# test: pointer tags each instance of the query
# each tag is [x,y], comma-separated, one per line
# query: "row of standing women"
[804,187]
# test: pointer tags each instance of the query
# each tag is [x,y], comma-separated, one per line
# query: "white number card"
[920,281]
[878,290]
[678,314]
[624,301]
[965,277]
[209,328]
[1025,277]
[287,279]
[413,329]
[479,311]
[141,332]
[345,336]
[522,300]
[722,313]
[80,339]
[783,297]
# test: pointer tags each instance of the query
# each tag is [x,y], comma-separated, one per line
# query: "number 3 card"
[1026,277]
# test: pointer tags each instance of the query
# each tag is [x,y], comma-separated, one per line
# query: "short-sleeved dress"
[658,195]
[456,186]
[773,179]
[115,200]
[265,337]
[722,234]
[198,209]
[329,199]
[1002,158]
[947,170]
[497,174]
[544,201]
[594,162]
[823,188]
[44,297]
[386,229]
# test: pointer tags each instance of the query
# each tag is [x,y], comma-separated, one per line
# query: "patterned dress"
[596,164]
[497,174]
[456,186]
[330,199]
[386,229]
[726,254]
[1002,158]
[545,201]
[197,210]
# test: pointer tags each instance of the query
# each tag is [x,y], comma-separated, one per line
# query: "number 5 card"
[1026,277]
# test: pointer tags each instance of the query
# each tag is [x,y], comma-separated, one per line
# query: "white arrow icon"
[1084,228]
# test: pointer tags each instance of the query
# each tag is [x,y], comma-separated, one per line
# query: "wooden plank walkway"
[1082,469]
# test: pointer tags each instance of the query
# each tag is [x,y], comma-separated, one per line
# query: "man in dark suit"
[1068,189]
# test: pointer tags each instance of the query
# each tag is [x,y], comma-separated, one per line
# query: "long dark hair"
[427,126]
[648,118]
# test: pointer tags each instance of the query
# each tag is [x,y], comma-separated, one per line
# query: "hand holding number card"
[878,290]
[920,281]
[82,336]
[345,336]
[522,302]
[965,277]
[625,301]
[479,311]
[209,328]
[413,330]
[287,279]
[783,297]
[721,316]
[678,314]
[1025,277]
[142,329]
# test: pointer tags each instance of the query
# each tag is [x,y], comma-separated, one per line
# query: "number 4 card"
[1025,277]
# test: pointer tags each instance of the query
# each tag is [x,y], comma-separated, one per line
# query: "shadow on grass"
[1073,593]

━━━━━━━━━━━━━━━━━━━━

From the first line to the last, retype the data exactly.

**Answer to the exercise**
# test: pointer tags each instance of the query
# each tag is [x,y], comma-separated, one per line
# query: "row of standing women"
[804,187]
# test: pointer tags each instance of the query
# each tag is [x,y], comma-separated, one per line
# query: "white number card"
[920,281]
[878,290]
[678,314]
[624,301]
[965,277]
[209,328]
[1025,277]
[287,279]
[413,329]
[479,311]
[141,332]
[345,336]
[522,300]
[722,313]
[80,339]
[783,297]
# test: pointer tags each instance of the query
# each tag is [x,y], comma-separated, one per line
# query: "number 3 card"
[1026,277]
# test: pointer tags each instance of the query
# each tag is [x,y], comma-separated, one per line
# query: "short-sleeved dress"
[658,195]
[456,186]
[773,179]
[115,200]
[265,337]
[722,234]
[198,209]
[329,199]
[1002,158]
[947,170]
[497,174]
[544,201]
[594,162]
[823,188]
[44,297]
[386,229]
# test: pointer tags each instance of the query
# each tag is [x,y], comma-separated, one per line
# query: "patterned dress"
[596,164]
[497,174]
[456,186]
[330,199]
[386,229]
[726,254]
[1002,158]
[545,201]
[197,210]
# test: pointer tags each instance of the query
# each tag is [x,y], comma-separated, one per line
# query: "number 5 card"
[1026,277]
# test: pointer tags each instance of the query
# each tag is [x,y], comma-separated, one per line
# query: "white arrow icon"
[1084,228]
# test: pointer tags each instance of the query
# each tag is [x,y], comma-separated, one per line
# query: "wooden plank walkway"
[1082,469]
# test: pointer tags each instance of the query
# each tag is [x,y], comma-separated, one per line
# query: "man in dark suit"
[1068,189]
# test: pointer tags each instance of the query
# each tag is [x,y], comma-separated, one per line
# query: "long dark hair"
[427,126]
[648,118]
# test: pointer tags each instance of the query
# each tag is [x,y], comma-separated, one per line
# query: "hand holding number card"
[878,290]
[920,281]
[82,336]
[345,336]
[522,302]
[965,277]
[625,301]
[479,311]
[209,328]
[413,330]
[287,279]
[783,297]
[721,316]
[678,314]
[1025,277]
[142,329]
# test: pointer tags each instance of the query
# each tag is [x,y], comma-separated, one per line
# query: "number 4 card"
[1025,277]
# test: pointer tags each instance of the query
# each tag is [x,y], comma-separated, one per line
# query: "shadow on grass"
[1073,593]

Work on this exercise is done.